§ **The exercise**:
Offset every coordinate in the answers by adding 35 to it, and rewrite the lines from the one holding "Question. Identify every instance of the white teeth" through the end of the records below, both ends included, requests and all.

════════

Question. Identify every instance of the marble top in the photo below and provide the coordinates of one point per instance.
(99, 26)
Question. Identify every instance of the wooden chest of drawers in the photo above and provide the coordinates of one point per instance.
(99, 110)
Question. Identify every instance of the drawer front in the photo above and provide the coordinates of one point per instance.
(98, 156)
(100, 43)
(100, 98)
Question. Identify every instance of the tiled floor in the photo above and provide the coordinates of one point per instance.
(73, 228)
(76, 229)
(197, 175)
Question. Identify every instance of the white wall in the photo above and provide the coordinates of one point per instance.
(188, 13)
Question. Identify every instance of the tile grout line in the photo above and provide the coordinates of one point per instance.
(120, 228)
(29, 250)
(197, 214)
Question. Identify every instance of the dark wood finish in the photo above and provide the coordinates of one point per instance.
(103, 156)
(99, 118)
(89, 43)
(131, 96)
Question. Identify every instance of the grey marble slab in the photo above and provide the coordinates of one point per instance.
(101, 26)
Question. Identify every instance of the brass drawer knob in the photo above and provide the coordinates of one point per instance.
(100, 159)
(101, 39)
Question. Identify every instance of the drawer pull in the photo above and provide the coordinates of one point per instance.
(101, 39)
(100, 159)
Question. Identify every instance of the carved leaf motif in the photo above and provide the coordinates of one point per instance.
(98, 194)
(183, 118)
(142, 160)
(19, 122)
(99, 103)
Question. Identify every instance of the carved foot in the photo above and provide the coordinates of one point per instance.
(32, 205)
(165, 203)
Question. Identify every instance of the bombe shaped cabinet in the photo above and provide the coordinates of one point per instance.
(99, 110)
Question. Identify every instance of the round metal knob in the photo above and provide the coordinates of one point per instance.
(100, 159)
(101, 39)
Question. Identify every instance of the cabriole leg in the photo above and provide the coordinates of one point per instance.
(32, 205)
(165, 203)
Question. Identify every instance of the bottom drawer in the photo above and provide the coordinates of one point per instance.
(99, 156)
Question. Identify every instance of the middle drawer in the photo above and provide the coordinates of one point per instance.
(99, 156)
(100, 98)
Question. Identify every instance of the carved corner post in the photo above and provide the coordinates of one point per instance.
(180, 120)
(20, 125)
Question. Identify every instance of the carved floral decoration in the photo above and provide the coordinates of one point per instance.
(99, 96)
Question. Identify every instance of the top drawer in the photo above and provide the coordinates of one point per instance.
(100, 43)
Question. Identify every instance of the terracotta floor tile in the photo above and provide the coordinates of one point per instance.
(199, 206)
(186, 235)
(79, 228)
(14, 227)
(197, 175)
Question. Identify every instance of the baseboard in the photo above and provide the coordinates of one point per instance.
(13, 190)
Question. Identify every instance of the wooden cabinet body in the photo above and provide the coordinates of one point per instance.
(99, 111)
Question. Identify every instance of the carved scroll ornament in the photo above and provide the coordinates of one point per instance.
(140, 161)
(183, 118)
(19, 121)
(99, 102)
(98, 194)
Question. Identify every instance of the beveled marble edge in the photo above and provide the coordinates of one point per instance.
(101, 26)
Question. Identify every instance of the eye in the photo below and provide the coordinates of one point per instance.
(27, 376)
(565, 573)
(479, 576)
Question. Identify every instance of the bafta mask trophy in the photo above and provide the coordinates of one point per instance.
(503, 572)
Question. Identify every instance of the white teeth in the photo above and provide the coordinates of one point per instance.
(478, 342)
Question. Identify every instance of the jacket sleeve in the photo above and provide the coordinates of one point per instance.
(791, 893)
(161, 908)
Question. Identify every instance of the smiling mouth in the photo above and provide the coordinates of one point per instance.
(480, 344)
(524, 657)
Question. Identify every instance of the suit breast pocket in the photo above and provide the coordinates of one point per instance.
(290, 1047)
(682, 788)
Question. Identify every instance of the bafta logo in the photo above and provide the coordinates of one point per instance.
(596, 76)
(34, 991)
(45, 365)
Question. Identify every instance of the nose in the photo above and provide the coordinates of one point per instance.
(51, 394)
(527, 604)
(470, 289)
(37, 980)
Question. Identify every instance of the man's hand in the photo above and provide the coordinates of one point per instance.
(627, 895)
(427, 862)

════════

§ **Output for this exercise**:
Question. Identify every instance of the white teeth in the photo above and provide the coordinates of one point per instance.
(513, 377)
Question. Identify every instance of the jacket sleeve in the photo above and provide the coordinates of one point per instance.
(826, 928)
(196, 943)
Question. Identify every instance of the smiling mouth in the photo above and provide the coordinates of one point per instance.
(515, 379)
(559, 692)
Question. Identify every instance of the suit breast pocket in the photo above and provide the coordinates of one point per instance.
(325, 1082)
(717, 823)
Question. Identify every instance of the bafta logo in the photo above and provide the coordinates of one point per instance.
(631, 111)
(69, 1026)
(80, 400)
Question. Identify every instance of the nose in the photo above and provide the coordinates of one point per instance.
(86, 429)
(562, 639)
(505, 324)
(72, 1015)
Question. Identify every instance of the man's hand in the photo above and provide the coordinates of one point per instance.
(662, 930)
(462, 897)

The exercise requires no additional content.